*** Data supplied
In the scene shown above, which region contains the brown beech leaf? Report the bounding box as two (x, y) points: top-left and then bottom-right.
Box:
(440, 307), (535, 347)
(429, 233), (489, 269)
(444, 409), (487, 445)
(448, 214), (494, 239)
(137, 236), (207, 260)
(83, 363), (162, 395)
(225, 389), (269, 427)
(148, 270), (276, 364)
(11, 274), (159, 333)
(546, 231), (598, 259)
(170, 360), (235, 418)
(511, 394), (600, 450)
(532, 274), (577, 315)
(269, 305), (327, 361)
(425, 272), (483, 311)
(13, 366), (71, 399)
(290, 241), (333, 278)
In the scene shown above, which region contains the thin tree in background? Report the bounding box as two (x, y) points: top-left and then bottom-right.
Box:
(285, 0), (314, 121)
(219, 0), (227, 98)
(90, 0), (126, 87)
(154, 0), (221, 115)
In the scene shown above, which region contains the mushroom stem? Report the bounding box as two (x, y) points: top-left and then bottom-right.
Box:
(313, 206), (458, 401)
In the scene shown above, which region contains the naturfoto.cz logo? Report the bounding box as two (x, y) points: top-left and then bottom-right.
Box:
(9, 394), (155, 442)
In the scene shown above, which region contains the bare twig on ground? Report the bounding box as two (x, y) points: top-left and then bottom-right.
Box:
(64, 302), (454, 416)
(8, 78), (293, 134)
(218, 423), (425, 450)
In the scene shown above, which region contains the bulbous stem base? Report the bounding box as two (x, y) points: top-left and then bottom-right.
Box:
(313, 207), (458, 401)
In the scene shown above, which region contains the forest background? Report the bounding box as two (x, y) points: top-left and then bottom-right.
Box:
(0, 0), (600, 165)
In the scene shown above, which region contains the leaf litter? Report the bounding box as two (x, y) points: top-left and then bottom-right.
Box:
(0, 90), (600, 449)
******
Set problem: Rescale the material beginning at the line that has "In the scene shown above, which region contains the leaf" and stopping after its final line, reproducing every line in full. Multiply each coordinate in the answers by 1.35 and round to whole numbers, with halves rounded up.

Complete output:
In the scene shown above, which region contains the leaf litter? Report the bounding box as two (x, y) points: top-left and then bottom-right.
Box:
(0, 122), (810, 606)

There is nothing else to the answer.